■ Source extract ■
----

Studio album by Kayo Dot
- Released: October 21, 2003
- Recorded: April 2002 – June 2003 at Zing Recording Studio in Westfield, Massachusetts, United States
- Genre: Avant-garde metal; post-metal; chamber rock; black metal;
- Length: 55:59
- Label: Tzadik Records
- Producer: Toby Driver, John Zorn, Kazunori Sugiyama

Kayo Dot chronology
|  | Choirs of the Eye (2003) | Dowsing Anemone with Copper Tongue (2006) |

= Choirs of the Eye =

Choirs of the Eye is the debut studio album by American avant-garde metal band Kayo Dot, released on Tzadik Records in 2003. It was released shortly after the breakup of maudlin of the Well, with the band consisting of several members from the former band as well as guest performers who are friends of band members. The album is titled after a lyric from the maudlin of the Well song "Blight of River-Systems", on My Fruit Psychobells...A Seed Combustible. SputnikMusic voted it as one of the best metal albums of the 2000s. The group performed the entire album in 2010 to two sold out nights in Brooklyn, New York.

----

■ Record set ■

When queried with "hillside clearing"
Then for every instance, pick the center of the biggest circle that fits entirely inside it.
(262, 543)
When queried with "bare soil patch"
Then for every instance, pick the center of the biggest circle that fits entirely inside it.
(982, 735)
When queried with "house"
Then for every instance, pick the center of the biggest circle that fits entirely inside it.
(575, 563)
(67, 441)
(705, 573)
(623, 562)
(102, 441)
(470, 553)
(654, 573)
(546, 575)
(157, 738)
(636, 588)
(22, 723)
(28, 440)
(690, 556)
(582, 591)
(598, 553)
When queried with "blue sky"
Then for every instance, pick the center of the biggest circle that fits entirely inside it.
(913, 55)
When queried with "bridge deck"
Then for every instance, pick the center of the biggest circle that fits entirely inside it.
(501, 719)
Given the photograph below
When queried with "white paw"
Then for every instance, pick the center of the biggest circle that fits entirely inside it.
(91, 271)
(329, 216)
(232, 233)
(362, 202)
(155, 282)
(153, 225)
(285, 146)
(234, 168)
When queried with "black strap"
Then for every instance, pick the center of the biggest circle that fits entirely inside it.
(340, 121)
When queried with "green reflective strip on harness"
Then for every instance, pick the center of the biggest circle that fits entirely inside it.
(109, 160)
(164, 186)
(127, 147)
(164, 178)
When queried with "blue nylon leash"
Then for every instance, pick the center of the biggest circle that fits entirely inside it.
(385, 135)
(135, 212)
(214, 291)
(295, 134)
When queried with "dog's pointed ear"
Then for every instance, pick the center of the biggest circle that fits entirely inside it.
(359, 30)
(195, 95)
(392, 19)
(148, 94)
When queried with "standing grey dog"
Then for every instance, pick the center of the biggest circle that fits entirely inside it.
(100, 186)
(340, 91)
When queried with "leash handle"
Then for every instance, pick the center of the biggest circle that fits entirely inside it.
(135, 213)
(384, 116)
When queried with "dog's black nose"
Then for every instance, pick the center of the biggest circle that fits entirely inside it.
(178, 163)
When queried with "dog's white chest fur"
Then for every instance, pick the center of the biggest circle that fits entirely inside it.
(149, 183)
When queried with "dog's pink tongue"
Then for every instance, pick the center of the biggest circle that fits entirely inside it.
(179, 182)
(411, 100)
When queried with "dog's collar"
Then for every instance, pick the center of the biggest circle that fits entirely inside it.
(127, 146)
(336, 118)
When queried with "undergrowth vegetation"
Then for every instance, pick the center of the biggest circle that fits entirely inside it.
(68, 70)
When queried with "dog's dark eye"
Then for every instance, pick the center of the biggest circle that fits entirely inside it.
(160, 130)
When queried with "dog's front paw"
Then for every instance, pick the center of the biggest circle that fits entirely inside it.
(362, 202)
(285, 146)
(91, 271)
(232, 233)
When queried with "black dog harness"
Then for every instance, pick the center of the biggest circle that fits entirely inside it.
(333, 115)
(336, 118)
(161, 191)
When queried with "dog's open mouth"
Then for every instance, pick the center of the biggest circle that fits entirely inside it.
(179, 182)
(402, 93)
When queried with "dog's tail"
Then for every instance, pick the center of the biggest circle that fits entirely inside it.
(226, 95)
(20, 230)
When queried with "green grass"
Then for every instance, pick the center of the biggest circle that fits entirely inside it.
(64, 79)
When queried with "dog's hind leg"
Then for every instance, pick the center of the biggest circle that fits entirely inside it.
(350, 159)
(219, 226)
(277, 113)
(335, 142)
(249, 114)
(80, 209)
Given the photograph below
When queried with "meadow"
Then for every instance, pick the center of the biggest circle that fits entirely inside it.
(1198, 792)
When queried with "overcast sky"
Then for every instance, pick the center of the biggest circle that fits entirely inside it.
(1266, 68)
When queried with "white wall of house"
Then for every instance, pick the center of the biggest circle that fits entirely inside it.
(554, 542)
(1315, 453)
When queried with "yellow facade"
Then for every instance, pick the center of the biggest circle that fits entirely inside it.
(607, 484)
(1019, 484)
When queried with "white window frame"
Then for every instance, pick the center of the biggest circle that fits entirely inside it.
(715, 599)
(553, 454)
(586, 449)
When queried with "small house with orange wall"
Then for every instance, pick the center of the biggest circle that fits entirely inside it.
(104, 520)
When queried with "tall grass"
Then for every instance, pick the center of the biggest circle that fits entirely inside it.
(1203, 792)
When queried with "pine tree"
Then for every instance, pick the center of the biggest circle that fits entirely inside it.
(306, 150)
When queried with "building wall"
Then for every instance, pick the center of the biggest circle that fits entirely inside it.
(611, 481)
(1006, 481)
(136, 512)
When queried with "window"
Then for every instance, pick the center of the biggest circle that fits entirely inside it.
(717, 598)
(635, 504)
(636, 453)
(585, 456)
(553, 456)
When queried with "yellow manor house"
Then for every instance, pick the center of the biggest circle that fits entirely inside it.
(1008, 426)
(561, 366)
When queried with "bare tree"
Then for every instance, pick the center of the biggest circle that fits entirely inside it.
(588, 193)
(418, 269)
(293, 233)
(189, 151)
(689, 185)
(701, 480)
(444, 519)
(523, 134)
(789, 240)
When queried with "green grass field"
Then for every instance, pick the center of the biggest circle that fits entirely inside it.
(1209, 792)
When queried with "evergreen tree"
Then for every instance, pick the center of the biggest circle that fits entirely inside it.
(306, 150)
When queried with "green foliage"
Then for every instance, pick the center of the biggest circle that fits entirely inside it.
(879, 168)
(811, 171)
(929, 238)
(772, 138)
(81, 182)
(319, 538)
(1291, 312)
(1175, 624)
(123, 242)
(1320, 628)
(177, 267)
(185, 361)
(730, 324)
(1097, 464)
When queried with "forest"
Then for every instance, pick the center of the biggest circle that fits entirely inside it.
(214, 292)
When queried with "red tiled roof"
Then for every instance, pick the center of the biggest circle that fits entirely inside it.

----

■ Your tasks ■
• A. According to the album article, at which studio was Choirs of the Eye recorded?
• B. Repeat the part of the album article that opens with the words containing "Choirs of the Eye is" and closes with "Brooklyn, New York.", switching "debut" to "first".
These rows were taken from a separate source.

■ Complete answers ■
• A. Zing Recording Studio in Westfield, Massachusetts, United States.

• B.
Choirs of the Eye is the first studio album by American avant-garde metal band Kayo Dot, released on Tzadik Records in 2003. It was released shortly after the breakup of maudlin of the Well, with the band consisting of several members from the former band as well as guest performers who are friends of band members. The album is titled after a lyric from the maudlin of the Well song "Blight of River-Systems", on My Fruit Psychobells...A Seed Combustible. SputnikMusic voted it as one of the best metal albums of the 2000s. The group performed the entire album in 2010 to two sold out nights in Brooklyn, New York.